=== Section Start ===

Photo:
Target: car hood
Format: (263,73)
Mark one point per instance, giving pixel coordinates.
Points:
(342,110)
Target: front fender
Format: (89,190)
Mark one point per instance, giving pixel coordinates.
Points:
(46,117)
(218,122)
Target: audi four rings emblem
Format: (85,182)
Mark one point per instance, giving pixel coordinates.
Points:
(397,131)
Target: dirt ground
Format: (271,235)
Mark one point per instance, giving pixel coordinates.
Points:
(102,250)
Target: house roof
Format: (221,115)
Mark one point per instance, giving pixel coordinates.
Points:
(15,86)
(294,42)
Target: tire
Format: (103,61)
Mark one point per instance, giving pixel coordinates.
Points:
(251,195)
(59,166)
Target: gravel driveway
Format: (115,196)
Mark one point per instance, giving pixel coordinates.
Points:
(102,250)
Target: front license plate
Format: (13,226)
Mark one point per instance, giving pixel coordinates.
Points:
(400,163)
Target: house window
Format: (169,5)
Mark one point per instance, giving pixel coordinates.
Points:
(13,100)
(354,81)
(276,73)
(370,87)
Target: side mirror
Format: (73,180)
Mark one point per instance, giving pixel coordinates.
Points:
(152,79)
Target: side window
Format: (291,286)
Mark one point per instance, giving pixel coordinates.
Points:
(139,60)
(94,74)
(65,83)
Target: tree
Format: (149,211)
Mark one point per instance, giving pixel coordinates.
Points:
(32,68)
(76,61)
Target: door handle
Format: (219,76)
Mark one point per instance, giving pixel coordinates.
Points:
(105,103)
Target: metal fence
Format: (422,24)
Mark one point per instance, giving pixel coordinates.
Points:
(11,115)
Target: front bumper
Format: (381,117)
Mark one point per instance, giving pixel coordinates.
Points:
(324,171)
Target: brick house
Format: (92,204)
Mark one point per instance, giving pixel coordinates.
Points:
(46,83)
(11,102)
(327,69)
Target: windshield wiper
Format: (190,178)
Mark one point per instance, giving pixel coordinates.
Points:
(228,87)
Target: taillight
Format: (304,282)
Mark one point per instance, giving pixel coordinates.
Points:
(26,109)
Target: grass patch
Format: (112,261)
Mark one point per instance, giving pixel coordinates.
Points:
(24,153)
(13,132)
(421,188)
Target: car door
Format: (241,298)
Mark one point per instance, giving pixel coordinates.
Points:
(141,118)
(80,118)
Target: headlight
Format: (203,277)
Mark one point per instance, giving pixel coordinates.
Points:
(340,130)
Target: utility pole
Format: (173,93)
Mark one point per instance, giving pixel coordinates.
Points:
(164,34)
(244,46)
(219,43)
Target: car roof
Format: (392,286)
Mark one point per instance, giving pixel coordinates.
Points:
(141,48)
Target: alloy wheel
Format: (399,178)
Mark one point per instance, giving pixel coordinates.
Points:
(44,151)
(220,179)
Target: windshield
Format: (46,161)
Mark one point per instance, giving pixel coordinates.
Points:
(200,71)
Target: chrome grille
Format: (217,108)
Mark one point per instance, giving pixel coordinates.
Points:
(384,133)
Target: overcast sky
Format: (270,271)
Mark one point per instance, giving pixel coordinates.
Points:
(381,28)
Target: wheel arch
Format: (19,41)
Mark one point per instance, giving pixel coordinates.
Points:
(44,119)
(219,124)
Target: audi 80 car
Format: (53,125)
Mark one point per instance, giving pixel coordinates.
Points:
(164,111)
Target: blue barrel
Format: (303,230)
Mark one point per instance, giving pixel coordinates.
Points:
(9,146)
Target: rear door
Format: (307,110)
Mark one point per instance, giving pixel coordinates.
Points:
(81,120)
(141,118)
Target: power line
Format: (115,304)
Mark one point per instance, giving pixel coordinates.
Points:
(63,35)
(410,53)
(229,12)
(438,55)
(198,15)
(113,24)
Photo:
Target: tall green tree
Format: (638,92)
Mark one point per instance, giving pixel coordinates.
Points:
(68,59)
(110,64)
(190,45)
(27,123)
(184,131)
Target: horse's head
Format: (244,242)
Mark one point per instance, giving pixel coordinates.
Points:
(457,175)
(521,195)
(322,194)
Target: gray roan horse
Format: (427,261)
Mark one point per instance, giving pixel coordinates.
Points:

=== Section End ===

Wherever the string "door" occurs in the entries, copy that whole line.

** RESULT FOR THIS EXERCISE **
Target: door handle
Target: car door
Target: rear door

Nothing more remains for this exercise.